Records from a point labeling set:
▼▼▼

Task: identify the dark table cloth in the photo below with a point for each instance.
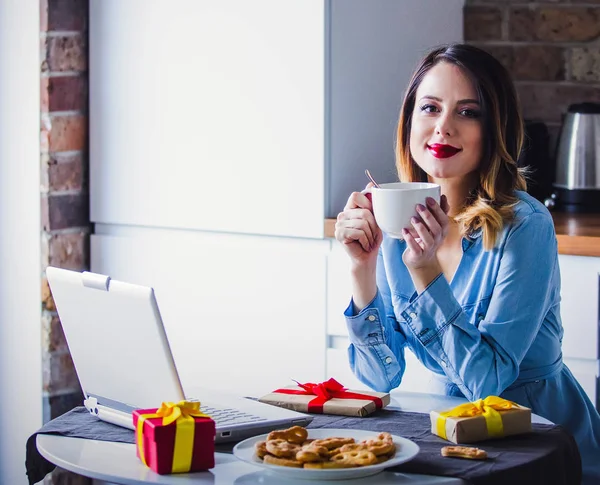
(548, 455)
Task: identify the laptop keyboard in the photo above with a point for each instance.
(229, 416)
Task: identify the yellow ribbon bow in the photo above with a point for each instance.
(488, 408)
(183, 414)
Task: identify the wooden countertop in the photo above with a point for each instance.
(577, 234)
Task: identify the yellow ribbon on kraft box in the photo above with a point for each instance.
(489, 418)
(175, 438)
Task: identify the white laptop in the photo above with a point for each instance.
(123, 360)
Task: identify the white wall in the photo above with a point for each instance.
(20, 334)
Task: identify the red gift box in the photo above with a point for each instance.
(175, 438)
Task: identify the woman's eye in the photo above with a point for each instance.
(470, 113)
(429, 108)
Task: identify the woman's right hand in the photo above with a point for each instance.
(357, 230)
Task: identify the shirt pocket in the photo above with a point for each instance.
(475, 312)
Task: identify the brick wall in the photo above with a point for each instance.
(551, 47)
(65, 225)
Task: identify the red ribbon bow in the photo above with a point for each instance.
(325, 391)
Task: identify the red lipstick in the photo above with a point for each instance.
(439, 150)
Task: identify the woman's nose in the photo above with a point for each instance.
(444, 126)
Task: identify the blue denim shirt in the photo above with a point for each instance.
(495, 329)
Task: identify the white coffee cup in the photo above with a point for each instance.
(395, 203)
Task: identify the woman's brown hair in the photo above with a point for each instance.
(491, 203)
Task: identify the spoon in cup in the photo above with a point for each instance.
(370, 177)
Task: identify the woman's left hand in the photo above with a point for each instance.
(426, 235)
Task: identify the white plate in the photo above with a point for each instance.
(405, 450)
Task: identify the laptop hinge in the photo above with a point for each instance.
(93, 280)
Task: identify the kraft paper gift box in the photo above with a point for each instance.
(175, 438)
(328, 397)
(488, 418)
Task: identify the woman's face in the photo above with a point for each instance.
(446, 132)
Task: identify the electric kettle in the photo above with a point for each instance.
(577, 182)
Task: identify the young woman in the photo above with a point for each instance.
(473, 289)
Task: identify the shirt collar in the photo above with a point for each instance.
(469, 240)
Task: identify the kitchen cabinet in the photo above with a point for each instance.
(222, 133)
(248, 117)
(580, 314)
(241, 313)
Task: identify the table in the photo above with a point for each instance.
(117, 462)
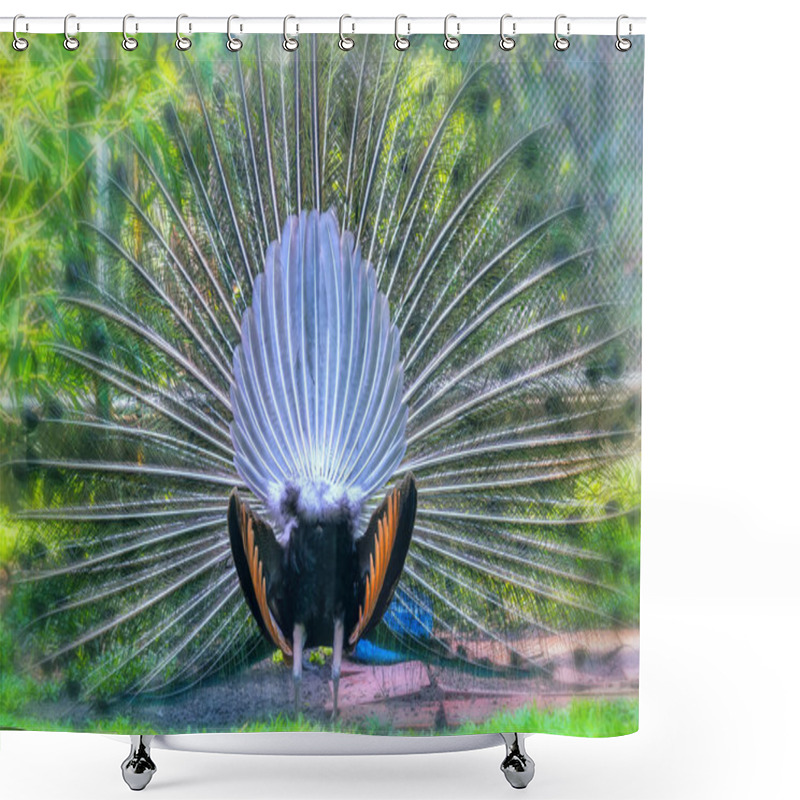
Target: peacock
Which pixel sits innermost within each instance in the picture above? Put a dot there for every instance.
(355, 346)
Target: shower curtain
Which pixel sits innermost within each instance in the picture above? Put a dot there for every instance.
(320, 397)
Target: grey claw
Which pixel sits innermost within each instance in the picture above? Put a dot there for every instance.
(138, 768)
(517, 766)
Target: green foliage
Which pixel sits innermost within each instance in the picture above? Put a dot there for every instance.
(582, 717)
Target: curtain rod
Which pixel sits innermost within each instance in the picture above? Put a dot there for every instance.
(631, 26)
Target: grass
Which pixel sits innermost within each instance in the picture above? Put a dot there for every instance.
(589, 717)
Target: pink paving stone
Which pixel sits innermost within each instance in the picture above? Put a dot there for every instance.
(376, 684)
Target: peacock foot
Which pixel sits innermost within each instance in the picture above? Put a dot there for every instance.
(138, 768)
(517, 766)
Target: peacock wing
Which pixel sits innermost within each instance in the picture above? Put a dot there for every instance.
(382, 553)
(259, 563)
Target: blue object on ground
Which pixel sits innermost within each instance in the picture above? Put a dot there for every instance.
(404, 616)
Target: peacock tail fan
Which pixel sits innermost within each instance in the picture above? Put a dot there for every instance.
(428, 240)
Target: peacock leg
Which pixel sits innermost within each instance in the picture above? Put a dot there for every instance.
(517, 766)
(138, 768)
(298, 640)
(336, 669)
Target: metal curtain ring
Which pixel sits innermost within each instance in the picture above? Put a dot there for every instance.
(560, 43)
(401, 42)
(345, 42)
(623, 45)
(181, 42)
(234, 43)
(128, 42)
(290, 43)
(450, 42)
(70, 42)
(506, 42)
(19, 44)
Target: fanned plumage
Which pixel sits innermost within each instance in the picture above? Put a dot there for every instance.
(441, 205)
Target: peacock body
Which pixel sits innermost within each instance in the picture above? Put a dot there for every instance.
(352, 350)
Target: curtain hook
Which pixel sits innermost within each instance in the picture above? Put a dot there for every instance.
(345, 42)
(506, 42)
(181, 42)
(70, 42)
(450, 42)
(128, 42)
(560, 43)
(401, 42)
(234, 43)
(290, 43)
(623, 45)
(19, 44)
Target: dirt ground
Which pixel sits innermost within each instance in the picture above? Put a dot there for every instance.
(410, 695)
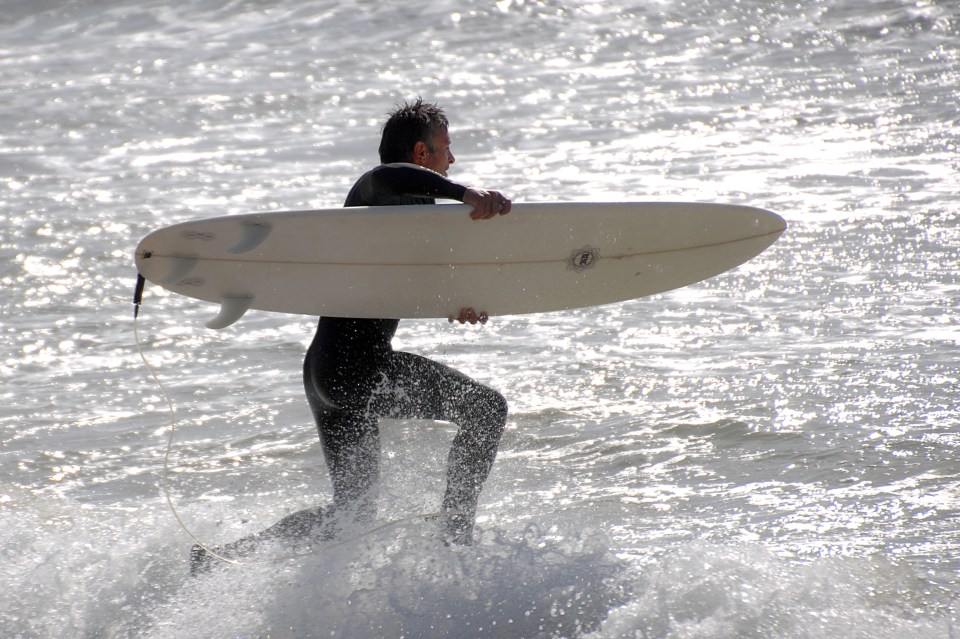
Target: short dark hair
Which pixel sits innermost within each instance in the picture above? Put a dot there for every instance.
(408, 124)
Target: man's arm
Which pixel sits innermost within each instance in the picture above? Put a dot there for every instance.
(412, 180)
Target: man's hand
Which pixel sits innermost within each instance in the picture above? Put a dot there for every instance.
(486, 204)
(470, 315)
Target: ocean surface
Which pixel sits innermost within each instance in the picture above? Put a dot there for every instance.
(772, 453)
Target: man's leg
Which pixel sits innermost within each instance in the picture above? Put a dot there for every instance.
(416, 387)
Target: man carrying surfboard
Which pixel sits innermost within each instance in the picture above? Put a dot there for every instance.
(353, 377)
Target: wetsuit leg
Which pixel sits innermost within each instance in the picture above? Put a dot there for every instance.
(350, 439)
(416, 387)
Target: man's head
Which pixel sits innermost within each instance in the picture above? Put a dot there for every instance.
(417, 133)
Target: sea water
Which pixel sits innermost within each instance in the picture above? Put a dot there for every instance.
(770, 453)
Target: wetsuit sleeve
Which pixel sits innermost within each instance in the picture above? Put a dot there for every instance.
(393, 180)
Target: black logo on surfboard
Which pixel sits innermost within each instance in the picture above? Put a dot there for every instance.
(582, 259)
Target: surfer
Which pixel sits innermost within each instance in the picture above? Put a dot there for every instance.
(353, 377)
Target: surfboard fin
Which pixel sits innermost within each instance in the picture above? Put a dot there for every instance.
(252, 236)
(232, 308)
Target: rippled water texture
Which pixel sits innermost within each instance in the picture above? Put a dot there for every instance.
(770, 453)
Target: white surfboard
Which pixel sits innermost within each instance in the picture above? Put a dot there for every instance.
(433, 260)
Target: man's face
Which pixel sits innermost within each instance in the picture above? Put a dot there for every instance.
(438, 156)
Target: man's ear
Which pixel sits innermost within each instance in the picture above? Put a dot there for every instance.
(420, 152)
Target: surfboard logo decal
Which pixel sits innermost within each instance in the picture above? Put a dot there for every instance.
(582, 259)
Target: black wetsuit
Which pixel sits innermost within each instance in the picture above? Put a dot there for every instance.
(353, 377)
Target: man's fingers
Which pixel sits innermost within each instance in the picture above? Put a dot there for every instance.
(470, 315)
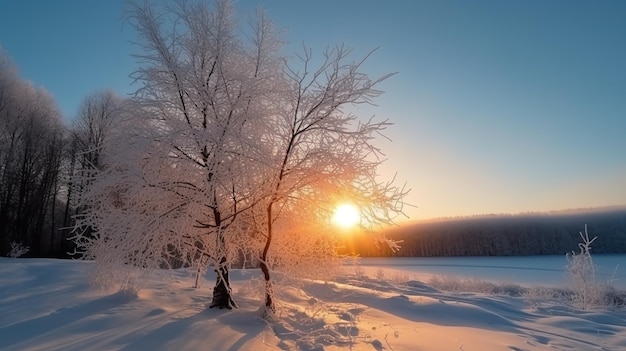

▲▲▲

- _GIVEN EXERCISE_: Copy out all of the records above word for word, leaving out the pictures.

- _SOLUTION TO THIS TASK_:
Task: identify the dark table cloth in the photo below with a point for each instance.
(548, 455)
Task: identify the laptop keyboard in the photo above with a point for each instance.
(229, 416)
Task: identify the yellow ribbon bow in the photo above with a point for each instance.
(488, 408)
(183, 414)
Task: identify the wooden countertop in the photo above with a point for each instance.
(577, 234)
Task: identify the yellow ribbon on kraft box in the photo above with a point for each instance.
(489, 418)
(175, 438)
Task: identify the white laptop in the photo above with a point for each instance.
(123, 360)
Task: identify the white wall in the photo above with a point for each instance.
(20, 334)
Task: identify the red gift box in the photo above with a point for each instance.
(175, 438)
Task: identify the woman's eye in the photo above with a point for each instance.
(470, 113)
(429, 108)
Task: identify the woman's right hand in the photo above with a point for each instance.
(357, 230)
Task: identify the shirt pocket in the photo above with a point for each instance.
(475, 312)
Task: identify the brick wall in the photo above with a point for each instance.
(551, 47)
(65, 225)
Task: identify the red ribbon bow in the photo above with a point for each instance.
(325, 391)
Task: identify the red lipstick in the photo above with a point for each instance.
(439, 150)
Task: identify the woman's nose in the photo above with a point for each instance.
(444, 126)
Task: identify the blue denim shirt in the photo above with a point for each instance.
(495, 329)
Task: identify the white coffee cup in the photo above with a point for each instance.
(395, 203)
Task: identify the woman's brown hair in the photo above with a point for each instance.
(491, 203)
Task: identify the spoon in cup in the photo above with a point for each instance.
(370, 177)
Task: identify the woman's left hand in the photo above with a point for each instance.
(426, 235)
Task: identify the white plate in the photo above with a point for each instance.
(405, 450)
Task: identify the laptop hinge in the photo above with a point for each instance.
(93, 280)
Task: identify the kraft paper gift box in the photo above with a point for each instance.
(175, 438)
(328, 397)
(488, 418)
Task: identify the woman's face in the photo above with a point for each instance.
(446, 132)
Task: identify the electric kettle in the photo above with a point for each instance.
(577, 182)
Task: identify the young woman in the photo above with a point for each instance.
(473, 289)
Task: identify the shirt collar in the photo above with a point for each instance.
(469, 240)
Task: identify the kitchen cabinet in the photo above with a point for each instance.
(222, 133)
(248, 117)
(580, 314)
(241, 313)
Task: identify the table in the photo above with a point for each instance.
(117, 462)
Target: peacock
Which pixel sits innermost within each instance in the picture above? Put a dot there for every instance.
(355, 346)
Target: shower curtain
Which pixel sits innermost within each instance in the picture above? Put a dot there for every instance.
(320, 397)
Target: grey claw
Which pixel sits innermost within each instance in the picture above? Put a dot there for every instance.
(138, 768)
(517, 766)
Target: green foliage
Which pixel sits innermost within each instance in the picture above? Put a dot there for every instance.
(582, 717)
Target: curtain rod
Which pixel sits innermost within each instance in the picture above? Put a dot there for every instance.
(631, 26)
Target: grass
Which pixel sits innermost within each instance in the picture above? Put a dot there for every instance.
(589, 717)
Target: pink paving stone
Which pixel sits innermost within each instance in the picture above? Put a dot there for every instance.
(376, 684)
Target: peacock foot
Which pixel sits innermost within each instance in the picture above? Put a dot there for every instance.
(138, 768)
(517, 766)
Target: peacock wing
Which pixel sits innermost within each instance in the picture above? Put a dot there for every instance.
(382, 553)
(259, 563)
Target: blue object on ground
Which pixel sits innermost within each instance in the picture above? Put a dot there for every instance.
(404, 616)
Target: peacock tail fan
Which pixel sits innermost within each instance in the picture above? Put a dot there for every instance.
(428, 240)
Target: peacock leg
Which pixel sits innermost within each instance in the picture above? Put a dot there for every instance.
(517, 766)
(138, 768)
(298, 640)
(336, 669)
Target: metal curtain ring
Which pixel sits innermost within each instance in the picture above? Put a dot there for every instance.
(560, 43)
(401, 42)
(345, 42)
(623, 45)
(181, 42)
(234, 43)
(128, 42)
(290, 43)
(450, 42)
(70, 42)
(506, 42)
(19, 44)
Target: fanned plumage
Which pixel sits innermost within each instance in the picture above? Put a dot there for every instance.
(441, 205)
Target: peacock body
Which pixel sits innermost within each instance in the picture above? Put a dot there for every instance.
(352, 350)
Target: curtain hook
Which pixel sits innermost within each instance in the picture above? Put a dot there for every instance.
(345, 42)
(506, 42)
(181, 42)
(70, 42)
(450, 42)
(128, 42)
(560, 43)
(401, 42)
(234, 43)
(290, 43)
(623, 45)
(19, 44)
Target: dirt ground
Which pixel sits innermost within each instance in the picture above? Put a dot there for every instance.
(410, 695)
Target: short dark hair
Which pixel sits innermost within each instance in the picture above? Put a dot there for every instance.
(408, 124)
Target: man's arm
Which pixel sits innermost within each instance in the picture above? Put a dot there for every instance.
(412, 180)
Target: man's hand
Which pixel sits innermost within each instance in the picture above? Put a dot there for every instance.
(486, 204)
(470, 315)
Target: ocean surface
Which pixel sits innermost within each instance in the picture above? Put a dot there for every instance.
(772, 453)
Target: man's leg
Which pixel sits innermost within each instance in the picture above? Put a dot there for every instance.
(416, 387)
Target: man carrying surfboard
Which pixel sits innermost within each instance in the picture above? Put a dot there for every instance.
(353, 377)
Target: wetsuit leg
Which pixel sits innermost within each instance in the picture above? Put a dot there for every instance.
(350, 439)
(416, 387)
Target: man's head
Which pixel sits innermost within each instance in the picture above? Put a dot there for every instance.
(417, 133)
Target: sea water
Which pixel sits innermost within each instance in the picture above? Put a dot there for every instance.
(770, 453)
Target: wetsuit sleeve
Which pixel sits innermost within each instance in the picture above? Put a dot there for every instance.
(393, 180)
Target: black logo on surfboard
Which pixel sits innermost within each instance in the picture above? Put a dot there for every instance.
(582, 259)
Target: surfer
Which pixel sits innermost within each instance in the picture above? Put a dot there for every instance.
(353, 377)
Target: surfboard fin
Which pixel sits innermost within each instance in the picture above? Put a dot there for every instance.
(252, 236)
(232, 308)
Target: rippled water texture
Which pixel sits innermost within each instance in the picture above? Put a dot there for every instance.
(770, 453)
Target: white surfboard
Which pixel sits innermost within each instance in the picture above? Put a dot there for every instance.
(433, 260)
Target: man's face
Which pixel sits innermost within each instance in the picture above? Put a dot there for every instance.
(438, 156)
Target: man's ear
Which pixel sits innermost within each instance in the picture above? Put a dot there for every instance.
(420, 152)
Target: surfboard logo decal
Which pixel sits innermost within each instance in the picture above? Put a dot there for every instance.
(582, 259)
Target: black wetsuit
Which pixel sits innermost within each instance in the picture above? Put a dot there for every instance.
(353, 377)
Target: man's fingers
Which pixel sits innermost within each instance in the picture above? Put a dot there for every instance.
(470, 315)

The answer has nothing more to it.